Task to complete: Change every "sneaker" to "running shoe" in the items, starting at the line that contains "One point rides on each instance of the woman's sandal, each" and ending with the last line of the items. Return only those lines, with everything else left as it is.

Extracted material:
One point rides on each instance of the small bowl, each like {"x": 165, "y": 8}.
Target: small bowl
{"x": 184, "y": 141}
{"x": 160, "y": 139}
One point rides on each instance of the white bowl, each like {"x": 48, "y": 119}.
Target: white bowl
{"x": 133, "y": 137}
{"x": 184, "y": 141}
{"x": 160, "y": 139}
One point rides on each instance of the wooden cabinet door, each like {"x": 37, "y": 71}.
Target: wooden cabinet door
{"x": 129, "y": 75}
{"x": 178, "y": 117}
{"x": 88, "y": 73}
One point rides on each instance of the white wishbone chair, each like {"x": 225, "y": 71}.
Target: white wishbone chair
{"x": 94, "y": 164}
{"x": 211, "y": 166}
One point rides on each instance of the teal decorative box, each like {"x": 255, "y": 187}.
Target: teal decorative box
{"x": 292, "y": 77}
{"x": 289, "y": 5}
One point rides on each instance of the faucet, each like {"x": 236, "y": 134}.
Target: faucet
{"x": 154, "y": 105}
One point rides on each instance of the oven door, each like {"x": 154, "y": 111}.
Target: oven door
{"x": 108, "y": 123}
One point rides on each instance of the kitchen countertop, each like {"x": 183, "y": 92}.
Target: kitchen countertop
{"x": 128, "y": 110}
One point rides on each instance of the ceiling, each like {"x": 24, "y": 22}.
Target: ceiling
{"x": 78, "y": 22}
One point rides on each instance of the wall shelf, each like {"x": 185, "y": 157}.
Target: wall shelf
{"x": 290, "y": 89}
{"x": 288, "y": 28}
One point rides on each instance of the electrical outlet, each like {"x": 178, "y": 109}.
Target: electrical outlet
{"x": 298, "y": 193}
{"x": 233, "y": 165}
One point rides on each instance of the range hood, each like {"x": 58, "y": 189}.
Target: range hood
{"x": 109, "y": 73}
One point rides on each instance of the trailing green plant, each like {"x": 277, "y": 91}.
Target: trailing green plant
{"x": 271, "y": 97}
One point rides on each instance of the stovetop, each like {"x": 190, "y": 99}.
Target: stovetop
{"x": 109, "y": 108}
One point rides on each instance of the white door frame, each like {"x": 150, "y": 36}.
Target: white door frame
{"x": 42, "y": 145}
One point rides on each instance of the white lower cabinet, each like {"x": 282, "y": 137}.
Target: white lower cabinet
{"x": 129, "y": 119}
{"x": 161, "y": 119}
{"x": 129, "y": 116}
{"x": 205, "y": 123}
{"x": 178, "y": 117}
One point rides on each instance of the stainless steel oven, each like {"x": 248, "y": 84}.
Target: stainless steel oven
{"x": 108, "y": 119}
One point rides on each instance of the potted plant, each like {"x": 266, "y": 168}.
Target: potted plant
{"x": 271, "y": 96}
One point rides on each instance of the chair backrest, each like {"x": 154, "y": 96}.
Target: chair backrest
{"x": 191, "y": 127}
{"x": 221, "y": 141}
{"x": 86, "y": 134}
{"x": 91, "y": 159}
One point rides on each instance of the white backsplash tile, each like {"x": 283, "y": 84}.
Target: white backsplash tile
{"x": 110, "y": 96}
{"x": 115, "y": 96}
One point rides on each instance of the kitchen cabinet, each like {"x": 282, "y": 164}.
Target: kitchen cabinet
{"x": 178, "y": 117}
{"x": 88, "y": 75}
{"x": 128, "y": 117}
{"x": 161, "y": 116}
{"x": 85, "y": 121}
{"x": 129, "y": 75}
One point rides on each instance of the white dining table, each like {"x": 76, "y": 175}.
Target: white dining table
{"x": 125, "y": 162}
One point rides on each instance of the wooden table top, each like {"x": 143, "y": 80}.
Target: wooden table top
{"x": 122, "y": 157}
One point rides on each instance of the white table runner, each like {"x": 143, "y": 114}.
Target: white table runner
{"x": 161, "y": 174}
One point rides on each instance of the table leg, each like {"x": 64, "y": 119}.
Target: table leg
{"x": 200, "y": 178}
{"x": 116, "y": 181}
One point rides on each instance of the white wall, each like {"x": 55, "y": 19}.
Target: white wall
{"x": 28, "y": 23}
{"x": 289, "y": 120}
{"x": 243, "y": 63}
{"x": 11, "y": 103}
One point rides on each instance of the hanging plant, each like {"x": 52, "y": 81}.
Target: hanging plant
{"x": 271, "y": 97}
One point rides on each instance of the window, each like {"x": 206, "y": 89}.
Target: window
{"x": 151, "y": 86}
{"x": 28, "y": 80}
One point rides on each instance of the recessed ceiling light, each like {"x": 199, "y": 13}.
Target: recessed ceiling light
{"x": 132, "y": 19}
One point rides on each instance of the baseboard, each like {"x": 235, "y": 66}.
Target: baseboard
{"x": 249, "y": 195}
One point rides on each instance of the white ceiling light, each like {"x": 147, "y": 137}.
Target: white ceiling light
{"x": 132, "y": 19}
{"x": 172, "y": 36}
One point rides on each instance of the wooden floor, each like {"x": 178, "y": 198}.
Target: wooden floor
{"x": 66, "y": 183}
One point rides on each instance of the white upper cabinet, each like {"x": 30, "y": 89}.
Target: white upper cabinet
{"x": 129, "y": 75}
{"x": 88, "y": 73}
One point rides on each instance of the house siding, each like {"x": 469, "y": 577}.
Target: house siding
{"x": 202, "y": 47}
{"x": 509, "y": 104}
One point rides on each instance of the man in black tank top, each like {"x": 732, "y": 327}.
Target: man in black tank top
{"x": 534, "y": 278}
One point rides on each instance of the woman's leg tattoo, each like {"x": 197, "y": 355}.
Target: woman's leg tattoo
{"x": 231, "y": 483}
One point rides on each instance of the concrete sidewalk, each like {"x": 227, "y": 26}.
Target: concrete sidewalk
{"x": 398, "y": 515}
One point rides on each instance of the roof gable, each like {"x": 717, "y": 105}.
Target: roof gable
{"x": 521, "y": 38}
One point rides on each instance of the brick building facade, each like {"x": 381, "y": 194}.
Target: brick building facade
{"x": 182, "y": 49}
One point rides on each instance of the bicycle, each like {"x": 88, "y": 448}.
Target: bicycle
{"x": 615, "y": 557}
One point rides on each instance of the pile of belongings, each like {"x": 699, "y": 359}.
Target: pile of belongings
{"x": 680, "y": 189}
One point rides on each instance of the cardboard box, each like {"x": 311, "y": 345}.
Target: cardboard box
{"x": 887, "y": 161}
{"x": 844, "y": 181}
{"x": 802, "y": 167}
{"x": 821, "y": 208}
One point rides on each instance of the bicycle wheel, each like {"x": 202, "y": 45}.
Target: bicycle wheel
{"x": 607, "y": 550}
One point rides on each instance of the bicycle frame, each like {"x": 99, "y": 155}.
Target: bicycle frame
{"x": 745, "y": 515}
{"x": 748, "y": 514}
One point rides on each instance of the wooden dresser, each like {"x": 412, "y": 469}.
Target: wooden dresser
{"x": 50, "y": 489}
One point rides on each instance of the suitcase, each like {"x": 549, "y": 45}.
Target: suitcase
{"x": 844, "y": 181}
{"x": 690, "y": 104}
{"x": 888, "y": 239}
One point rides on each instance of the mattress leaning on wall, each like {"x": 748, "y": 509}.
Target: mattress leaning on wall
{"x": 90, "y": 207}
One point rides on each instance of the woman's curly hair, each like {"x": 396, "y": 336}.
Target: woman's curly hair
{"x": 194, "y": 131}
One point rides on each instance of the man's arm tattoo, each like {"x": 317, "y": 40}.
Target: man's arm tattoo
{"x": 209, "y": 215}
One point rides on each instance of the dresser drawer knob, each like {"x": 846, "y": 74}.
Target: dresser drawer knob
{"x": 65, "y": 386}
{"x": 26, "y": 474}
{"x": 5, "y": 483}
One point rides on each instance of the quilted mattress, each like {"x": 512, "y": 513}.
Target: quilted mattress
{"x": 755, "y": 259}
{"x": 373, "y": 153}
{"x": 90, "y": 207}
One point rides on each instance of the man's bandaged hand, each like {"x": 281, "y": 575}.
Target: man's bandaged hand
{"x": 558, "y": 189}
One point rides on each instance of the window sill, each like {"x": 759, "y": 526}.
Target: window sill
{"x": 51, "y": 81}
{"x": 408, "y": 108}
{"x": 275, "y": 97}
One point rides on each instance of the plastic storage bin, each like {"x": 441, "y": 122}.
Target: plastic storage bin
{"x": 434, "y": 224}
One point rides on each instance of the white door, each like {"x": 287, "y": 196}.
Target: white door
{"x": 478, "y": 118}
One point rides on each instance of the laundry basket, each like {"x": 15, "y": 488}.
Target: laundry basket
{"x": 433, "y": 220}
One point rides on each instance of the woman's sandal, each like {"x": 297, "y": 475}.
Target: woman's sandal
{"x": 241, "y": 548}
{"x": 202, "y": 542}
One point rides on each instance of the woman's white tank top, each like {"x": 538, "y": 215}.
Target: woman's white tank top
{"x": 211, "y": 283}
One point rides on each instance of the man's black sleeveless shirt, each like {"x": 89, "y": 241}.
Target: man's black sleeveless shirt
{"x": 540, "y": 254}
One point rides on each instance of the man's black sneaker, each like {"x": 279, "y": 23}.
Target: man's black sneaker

Exercise solution:
One point rides on each instance of the woman's sandal, each like {"x": 297, "y": 475}.
Target: woman's sandal
{"x": 241, "y": 548}
{"x": 202, "y": 542}
One point rides on each instance of the woman's white tank top, each like {"x": 538, "y": 215}.
Target: woman's white tank top
{"x": 211, "y": 283}
One point rides on each instance of the man's black sleeveless shirt, each like {"x": 89, "y": 241}.
Target: man's black sleeveless shirt
{"x": 540, "y": 254}
One point rides on each instance of the man's black running shoe, each like {"x": 279, "y": 23}.
Target: man's black running shoe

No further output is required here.